About this exercise :: Would you set down each line of the data below exactly?

Input for this task ::
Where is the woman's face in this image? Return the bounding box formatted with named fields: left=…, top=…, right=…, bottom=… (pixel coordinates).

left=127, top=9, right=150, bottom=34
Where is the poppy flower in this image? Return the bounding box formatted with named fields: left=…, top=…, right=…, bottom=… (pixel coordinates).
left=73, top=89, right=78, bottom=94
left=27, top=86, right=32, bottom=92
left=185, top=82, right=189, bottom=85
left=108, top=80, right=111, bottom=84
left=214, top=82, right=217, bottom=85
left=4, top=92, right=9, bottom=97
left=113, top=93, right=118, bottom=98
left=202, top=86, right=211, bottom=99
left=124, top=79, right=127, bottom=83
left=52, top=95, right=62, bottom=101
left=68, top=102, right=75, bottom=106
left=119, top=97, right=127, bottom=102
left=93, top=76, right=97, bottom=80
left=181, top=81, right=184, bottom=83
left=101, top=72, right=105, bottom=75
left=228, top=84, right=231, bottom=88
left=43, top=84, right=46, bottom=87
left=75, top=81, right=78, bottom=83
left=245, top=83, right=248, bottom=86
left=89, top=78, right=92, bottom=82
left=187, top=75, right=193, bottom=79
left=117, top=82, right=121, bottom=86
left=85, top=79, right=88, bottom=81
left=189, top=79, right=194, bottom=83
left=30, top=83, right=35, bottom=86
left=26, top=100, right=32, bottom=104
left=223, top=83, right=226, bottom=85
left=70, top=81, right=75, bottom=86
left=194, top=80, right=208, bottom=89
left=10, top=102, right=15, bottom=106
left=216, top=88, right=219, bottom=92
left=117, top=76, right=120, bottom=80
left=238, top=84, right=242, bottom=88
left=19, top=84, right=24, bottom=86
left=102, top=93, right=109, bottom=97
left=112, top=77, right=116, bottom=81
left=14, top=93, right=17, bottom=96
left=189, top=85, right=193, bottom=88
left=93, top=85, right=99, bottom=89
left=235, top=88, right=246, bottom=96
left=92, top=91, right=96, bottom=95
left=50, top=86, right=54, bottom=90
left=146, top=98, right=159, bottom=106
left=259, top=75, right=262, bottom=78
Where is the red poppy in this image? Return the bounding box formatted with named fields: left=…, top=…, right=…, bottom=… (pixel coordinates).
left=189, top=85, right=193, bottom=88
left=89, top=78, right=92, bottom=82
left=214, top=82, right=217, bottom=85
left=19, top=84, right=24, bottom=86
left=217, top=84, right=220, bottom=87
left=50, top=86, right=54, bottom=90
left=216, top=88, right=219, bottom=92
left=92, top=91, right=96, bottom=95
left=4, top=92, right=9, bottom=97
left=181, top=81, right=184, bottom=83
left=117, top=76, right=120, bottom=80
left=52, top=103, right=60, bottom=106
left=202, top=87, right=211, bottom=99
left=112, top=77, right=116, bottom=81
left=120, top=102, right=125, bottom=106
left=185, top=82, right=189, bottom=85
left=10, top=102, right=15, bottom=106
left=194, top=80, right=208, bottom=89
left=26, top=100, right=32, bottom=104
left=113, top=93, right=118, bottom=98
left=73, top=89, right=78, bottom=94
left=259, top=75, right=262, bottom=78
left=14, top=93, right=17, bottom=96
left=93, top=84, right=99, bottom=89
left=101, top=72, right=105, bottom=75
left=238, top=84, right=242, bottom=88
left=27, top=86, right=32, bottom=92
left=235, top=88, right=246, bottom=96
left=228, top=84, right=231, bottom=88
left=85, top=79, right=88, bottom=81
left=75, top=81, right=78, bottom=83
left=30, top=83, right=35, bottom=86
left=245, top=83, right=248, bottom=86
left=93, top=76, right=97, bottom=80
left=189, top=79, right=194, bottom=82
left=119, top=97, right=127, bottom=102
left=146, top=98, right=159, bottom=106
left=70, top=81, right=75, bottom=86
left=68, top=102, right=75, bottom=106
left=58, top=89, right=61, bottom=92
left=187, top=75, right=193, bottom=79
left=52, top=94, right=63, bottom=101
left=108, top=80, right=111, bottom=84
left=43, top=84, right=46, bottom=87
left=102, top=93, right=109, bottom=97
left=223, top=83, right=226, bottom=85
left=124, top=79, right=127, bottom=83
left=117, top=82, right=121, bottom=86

Task answer ::
Where is the woman's face in this image? Return the bounding box formatted with named fields: left=…, top=…, right=…, bottom=… (pixel coordinates).

left=127, top=9, right=150, bottom=34
Where is the poppy flower in this image? Return the bounding box formatted with named fields: left=…, top=…, right=…, bottom=… (pixel coordinates).
left=73, top=89, right=78, bottom=94
left=27, top=86, right=32, bottom=92
left=185, top=82, right=189, bottom=85
left=108, top=80, right=111, bottom=84
left=214, top=82, right=217, bottom=85
left=4, top=92, right=9, bottom=97
left=113, top=93, right=118, bottom=98
left=202, top=86, right=211, bottom=99
left=124, top=79, right=127, bottom=83
left=52, top=95, right=62, bottom=101
left=68, top=102, right=75, bottom=106
left=119, top=97, right=127, bottom=102
left=93, top=76, right=97, bottom=80
left=181, top=81, right=184, bottom=83
left=101, top=72, right=105, bottom=75
left=228, top=84, right=231, bottom=88
left=43, top=84, right=46, bottom=87
left=75, top=81, right=78, bottom=83
left=245, top=83, right=248, bottom=86
left=89, top=78, right=92, bottom=82
left=187, top=75, right=193, bottom=79
left=117, top=82, right=121, bottom=86
left=85, top=79, right=88, bottom=81
left=189, top=79, right=194, bottom=83
left=30, top=83, right=35, bottom=86
left=26, top=100, right=32, bottom=104
left=223, top=83, right=226, bottom=85
left=70, top=81, right=75, bottom=86
left=194, top=80, right=208, bottom=89
left=10, top=102, right=15, bottom=106
left=216, top=88, right=219, bottom=92
left=117, top=76, right=120, bottom=80
left=238, top=84, right=242, bottom=88
left=19, top=84, right=24, bottom=86
left=102, top=93, right=109, bottom=97
left=112, top=77, right=116, bottom=81
left=14, top=93, right=17, bottom=96
left=189, top=85, right=193, bottom=88
left=93, top=85, right=99, bottom=89
left=235, top=88, right=246, bottom=96
left=92, top=91, right=96, bottom=95
left=50, top=86, right=54, bottom=90
left=146, top=98, right=159, bottom=106
left=259, top=75, right=262, bottom=78
Where is the red poppy in this image? Return the bounding box formatted with named fields: left=…, top=…, right=…, bottom=… (pixel coordinates).
left=189, top=85, right=193, bottom=88
left=89, top=78, right=92, bottom=82
left=214, top=82, right=217, bottom=85
left=19, top=84, right=24, bottom=86
left=217, top=84, right=220, bottom=87
left=50, top=86, right=54, bottom=90
left=216, top=88, right=219, bottom=92
left=92, top=91, right=96, bottom=95
left=4, top=92, right=9, bottom=97
left=181, top=81, right=184, bottom=83
left=117, top=76, right=120, bottom=80
left=52, top=103, right=60, bottom=106
left=202, top=87, right=211, bottom=99
left=112, top=77, right=116, bottom=81
left=120, top=102, right=125, bottom=106
left=185, top=82, right=189, bottom=85
left=10, top=102, right=15, bottom=106
left=194, top=80, right=208, bottom=89
left=26, top=100, right=32, bottom=104
left=113, top=93, right=118, bottom=98
left=73, top=89, right=78, bottom=94
left=259, top=75, right=262, bottom=78
left=14, top=93, right=17, bottom=96
left=93, top=84, right=99, bottom=89
left=101, top=72, right=105, bottom=75
left=238, top=84, right=242, bottom=88
left=27, top=86, right=32, bottom=92
left=235, top=88, right=246, bottom=96
left=228, top=84, right=231, bottom=88
left=85, top=79, right=88, bottom=81
left=75, top=81, right=78, bottom=83
left=30, top=83, right=35, bottom=86
left=245, top=83, right=248, bottom=86
left=93, top=76, right=97, bottom=80
left=189, top=79, right=194, bottom=82
left=119, top=97, right=127, bottom=102
left=146, top=98, right=159, bottom=106
left=70, top=81, right=75, bottom=86
left=68, top=102, right=75, bottom=106
left=58, top=89, right=61, bottom=92
left=187, top=75, right=193, bottom=79
left=52, top=94, right=63, bottom=101
left=108, top=80, right=111, bottom=84
left=43, top=84, right=46, bottom=87
left=102, top=93, right=109, bottom=97
left=223, top=83, right=226, bottom=85
left=124, top=79, right=127, bottom=83
left=117, top=82, right=121, bottom=86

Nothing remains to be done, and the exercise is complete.